Instructions to follow:
Please identify each line below that contains the string "plywood", and copy those lines out in full.

Supplied records:
════════════════

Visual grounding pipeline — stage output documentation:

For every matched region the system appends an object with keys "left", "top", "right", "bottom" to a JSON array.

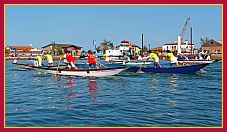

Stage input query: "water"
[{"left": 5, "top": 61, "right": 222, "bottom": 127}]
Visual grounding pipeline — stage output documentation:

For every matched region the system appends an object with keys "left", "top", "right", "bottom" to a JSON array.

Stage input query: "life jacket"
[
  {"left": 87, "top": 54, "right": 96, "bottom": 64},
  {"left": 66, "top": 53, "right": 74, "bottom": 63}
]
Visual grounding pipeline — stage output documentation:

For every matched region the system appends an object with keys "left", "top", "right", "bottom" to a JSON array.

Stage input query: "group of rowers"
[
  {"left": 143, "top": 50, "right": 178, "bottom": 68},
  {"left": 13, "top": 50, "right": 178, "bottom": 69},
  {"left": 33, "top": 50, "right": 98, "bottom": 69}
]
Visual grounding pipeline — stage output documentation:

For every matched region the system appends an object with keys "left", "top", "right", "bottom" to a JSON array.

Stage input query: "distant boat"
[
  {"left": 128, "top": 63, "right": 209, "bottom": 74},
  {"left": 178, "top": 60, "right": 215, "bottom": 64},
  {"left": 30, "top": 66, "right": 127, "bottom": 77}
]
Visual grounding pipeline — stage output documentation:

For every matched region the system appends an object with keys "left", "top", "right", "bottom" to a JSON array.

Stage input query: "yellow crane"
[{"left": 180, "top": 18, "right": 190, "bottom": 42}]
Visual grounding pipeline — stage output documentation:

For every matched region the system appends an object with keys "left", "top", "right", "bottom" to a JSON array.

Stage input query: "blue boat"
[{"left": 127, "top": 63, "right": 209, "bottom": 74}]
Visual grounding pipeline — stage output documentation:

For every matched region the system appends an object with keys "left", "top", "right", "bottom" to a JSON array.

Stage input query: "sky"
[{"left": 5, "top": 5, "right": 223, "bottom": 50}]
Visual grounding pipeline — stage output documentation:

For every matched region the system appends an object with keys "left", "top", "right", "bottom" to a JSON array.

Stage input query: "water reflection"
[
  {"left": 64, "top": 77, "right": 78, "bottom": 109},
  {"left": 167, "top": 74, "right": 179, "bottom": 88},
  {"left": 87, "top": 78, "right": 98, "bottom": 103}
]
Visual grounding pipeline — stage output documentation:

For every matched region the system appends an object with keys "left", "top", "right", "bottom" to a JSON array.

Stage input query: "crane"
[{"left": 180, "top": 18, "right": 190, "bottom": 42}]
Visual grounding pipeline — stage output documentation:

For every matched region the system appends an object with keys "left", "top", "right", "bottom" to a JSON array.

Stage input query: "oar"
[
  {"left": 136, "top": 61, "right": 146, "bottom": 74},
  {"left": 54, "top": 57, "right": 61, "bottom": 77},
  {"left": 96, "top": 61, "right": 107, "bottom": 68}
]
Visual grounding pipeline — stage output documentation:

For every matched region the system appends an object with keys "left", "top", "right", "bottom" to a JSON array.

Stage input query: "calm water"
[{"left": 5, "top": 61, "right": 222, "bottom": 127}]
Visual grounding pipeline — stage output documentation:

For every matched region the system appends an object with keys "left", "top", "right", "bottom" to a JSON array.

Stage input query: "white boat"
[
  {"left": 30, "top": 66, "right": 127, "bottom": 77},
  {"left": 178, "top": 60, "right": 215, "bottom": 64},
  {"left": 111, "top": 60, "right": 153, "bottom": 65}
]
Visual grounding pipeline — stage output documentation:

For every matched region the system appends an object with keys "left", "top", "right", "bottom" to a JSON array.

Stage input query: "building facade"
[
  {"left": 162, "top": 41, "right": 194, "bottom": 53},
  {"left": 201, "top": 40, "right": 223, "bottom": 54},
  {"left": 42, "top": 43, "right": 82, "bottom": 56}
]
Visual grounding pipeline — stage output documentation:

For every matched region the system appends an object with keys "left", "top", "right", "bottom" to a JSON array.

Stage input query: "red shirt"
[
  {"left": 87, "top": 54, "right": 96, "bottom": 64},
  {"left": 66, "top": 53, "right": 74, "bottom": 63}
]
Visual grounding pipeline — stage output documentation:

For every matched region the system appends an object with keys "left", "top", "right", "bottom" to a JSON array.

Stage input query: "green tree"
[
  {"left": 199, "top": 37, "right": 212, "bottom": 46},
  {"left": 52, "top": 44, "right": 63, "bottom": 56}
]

════════════════

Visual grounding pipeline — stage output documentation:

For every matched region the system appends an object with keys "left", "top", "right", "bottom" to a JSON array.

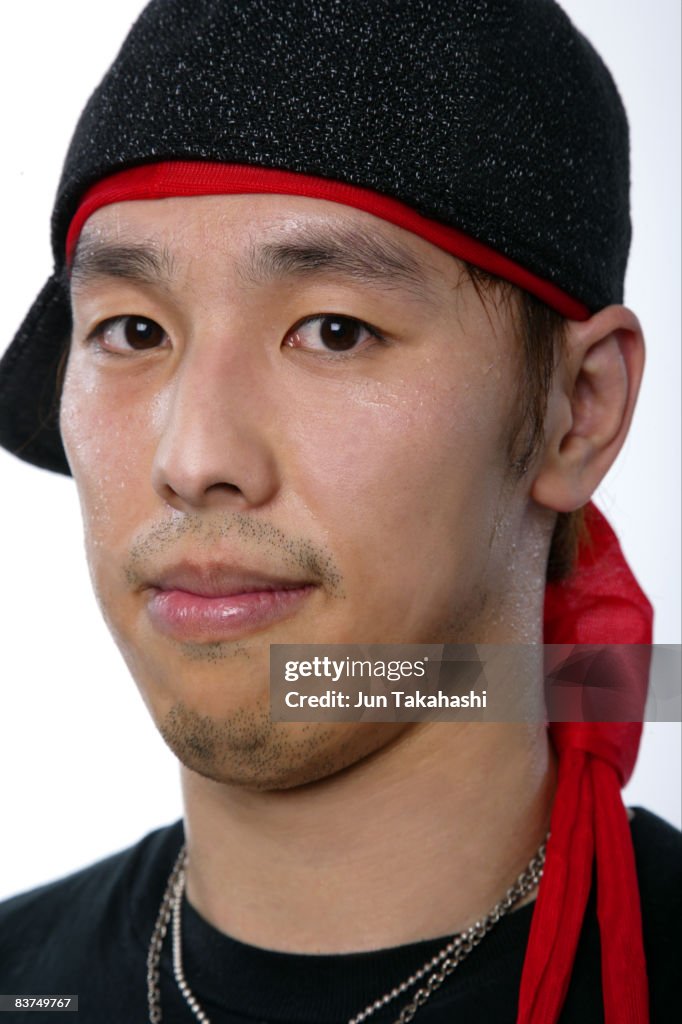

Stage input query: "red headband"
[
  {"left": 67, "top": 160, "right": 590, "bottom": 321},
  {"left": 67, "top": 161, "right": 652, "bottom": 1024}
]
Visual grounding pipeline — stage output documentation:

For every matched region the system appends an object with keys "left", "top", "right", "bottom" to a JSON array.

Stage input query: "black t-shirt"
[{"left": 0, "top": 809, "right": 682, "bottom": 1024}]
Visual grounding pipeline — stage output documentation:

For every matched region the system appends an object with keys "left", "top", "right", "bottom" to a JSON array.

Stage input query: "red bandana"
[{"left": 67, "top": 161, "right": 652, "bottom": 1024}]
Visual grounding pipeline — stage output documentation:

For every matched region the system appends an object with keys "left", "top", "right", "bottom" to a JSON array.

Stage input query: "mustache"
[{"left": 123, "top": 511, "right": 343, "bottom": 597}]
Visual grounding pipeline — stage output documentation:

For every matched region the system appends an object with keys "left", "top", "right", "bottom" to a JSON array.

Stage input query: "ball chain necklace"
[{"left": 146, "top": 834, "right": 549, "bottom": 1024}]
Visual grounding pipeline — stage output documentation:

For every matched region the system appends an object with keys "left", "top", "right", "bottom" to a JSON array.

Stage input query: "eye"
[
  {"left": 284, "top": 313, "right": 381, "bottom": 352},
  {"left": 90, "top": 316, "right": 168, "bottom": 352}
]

════════════════

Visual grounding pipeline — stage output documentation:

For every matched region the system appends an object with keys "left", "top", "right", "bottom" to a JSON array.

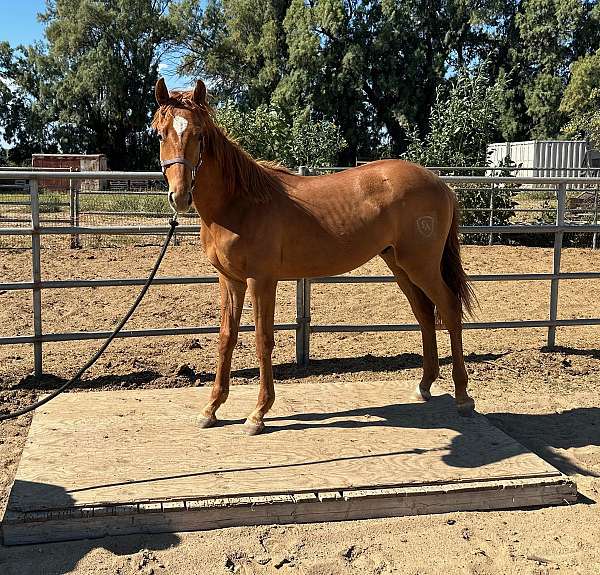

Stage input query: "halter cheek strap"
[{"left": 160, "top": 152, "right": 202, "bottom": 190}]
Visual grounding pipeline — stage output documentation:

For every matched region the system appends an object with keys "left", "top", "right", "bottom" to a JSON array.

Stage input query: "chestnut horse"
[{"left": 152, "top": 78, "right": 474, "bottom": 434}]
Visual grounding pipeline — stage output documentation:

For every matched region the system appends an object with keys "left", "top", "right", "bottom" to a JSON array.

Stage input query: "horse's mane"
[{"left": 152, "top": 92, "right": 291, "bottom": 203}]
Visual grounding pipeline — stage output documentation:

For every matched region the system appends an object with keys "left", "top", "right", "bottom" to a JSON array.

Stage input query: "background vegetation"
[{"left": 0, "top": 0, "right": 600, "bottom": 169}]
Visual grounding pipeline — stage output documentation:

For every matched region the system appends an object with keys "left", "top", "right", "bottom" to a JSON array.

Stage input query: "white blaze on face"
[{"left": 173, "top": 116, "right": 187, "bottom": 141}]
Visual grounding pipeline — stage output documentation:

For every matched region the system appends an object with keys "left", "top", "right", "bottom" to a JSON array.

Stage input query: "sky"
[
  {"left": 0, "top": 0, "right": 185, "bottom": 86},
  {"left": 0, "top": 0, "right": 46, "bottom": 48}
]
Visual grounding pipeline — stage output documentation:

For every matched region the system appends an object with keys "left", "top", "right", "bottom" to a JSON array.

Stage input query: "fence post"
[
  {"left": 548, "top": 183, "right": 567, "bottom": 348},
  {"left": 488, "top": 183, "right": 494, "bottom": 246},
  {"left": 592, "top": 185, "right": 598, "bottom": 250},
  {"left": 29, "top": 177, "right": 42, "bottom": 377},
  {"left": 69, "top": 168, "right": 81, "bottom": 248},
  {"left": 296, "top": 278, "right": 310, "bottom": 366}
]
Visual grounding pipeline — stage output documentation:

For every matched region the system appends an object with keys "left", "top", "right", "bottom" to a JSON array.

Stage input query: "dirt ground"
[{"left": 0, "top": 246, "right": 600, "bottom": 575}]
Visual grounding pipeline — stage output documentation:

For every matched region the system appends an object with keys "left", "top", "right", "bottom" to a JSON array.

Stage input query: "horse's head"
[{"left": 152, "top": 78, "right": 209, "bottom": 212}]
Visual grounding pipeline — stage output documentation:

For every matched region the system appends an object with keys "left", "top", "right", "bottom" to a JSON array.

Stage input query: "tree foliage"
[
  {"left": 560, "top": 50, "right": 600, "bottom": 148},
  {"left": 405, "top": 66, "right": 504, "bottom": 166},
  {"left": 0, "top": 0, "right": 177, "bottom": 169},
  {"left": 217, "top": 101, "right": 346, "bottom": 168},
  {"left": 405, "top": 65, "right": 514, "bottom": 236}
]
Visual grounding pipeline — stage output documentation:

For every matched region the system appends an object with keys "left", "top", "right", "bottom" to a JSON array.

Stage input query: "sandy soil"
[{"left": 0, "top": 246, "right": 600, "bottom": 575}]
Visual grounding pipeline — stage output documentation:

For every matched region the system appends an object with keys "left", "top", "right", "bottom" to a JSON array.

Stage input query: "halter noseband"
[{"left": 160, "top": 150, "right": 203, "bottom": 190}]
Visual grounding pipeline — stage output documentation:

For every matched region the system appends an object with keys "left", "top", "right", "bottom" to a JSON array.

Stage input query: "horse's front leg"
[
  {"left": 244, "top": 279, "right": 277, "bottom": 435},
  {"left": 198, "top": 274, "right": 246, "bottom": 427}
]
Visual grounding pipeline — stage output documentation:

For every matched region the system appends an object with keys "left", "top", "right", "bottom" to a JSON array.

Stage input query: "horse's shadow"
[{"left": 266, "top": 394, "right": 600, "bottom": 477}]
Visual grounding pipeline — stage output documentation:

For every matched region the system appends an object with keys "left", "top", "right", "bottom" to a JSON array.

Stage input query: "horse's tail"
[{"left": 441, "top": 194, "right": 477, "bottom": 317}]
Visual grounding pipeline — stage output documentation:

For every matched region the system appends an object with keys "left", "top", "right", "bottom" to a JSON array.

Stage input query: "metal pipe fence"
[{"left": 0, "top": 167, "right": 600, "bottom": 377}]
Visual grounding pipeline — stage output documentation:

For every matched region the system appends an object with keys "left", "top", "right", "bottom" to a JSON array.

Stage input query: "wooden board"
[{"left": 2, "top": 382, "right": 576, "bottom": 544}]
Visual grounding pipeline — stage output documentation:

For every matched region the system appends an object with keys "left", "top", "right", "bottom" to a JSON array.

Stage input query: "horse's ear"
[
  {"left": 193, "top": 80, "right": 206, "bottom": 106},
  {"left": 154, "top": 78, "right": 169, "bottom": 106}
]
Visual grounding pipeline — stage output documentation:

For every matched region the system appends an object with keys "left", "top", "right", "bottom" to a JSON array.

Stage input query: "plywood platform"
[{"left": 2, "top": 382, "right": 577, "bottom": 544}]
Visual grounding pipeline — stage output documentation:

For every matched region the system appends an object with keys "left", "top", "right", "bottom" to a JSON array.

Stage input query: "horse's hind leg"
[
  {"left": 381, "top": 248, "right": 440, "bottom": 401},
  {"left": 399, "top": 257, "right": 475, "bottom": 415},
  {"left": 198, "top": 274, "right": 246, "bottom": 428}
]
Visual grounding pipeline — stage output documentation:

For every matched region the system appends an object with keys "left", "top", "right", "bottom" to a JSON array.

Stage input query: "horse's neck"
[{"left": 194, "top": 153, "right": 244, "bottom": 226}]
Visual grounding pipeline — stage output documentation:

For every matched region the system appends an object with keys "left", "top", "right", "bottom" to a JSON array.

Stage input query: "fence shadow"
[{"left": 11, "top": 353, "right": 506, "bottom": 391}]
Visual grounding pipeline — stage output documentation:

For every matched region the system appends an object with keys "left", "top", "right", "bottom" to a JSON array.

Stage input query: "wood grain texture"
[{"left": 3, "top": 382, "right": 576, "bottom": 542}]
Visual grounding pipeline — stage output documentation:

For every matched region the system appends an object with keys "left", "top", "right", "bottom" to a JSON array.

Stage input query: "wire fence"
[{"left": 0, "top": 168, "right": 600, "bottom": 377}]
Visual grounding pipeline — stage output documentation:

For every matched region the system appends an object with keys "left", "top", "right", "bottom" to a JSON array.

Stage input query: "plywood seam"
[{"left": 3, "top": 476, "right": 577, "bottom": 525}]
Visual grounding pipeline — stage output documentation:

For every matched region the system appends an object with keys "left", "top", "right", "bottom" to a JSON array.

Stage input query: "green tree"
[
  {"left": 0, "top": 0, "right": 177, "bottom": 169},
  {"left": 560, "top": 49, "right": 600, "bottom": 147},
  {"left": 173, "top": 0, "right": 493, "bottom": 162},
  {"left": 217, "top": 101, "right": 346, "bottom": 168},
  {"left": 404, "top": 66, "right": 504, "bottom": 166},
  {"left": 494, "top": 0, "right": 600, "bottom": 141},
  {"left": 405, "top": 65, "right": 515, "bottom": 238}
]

════════════════

Reply to the task:
Stage input query: "plywood platform"
Stage input query: "plywood seam"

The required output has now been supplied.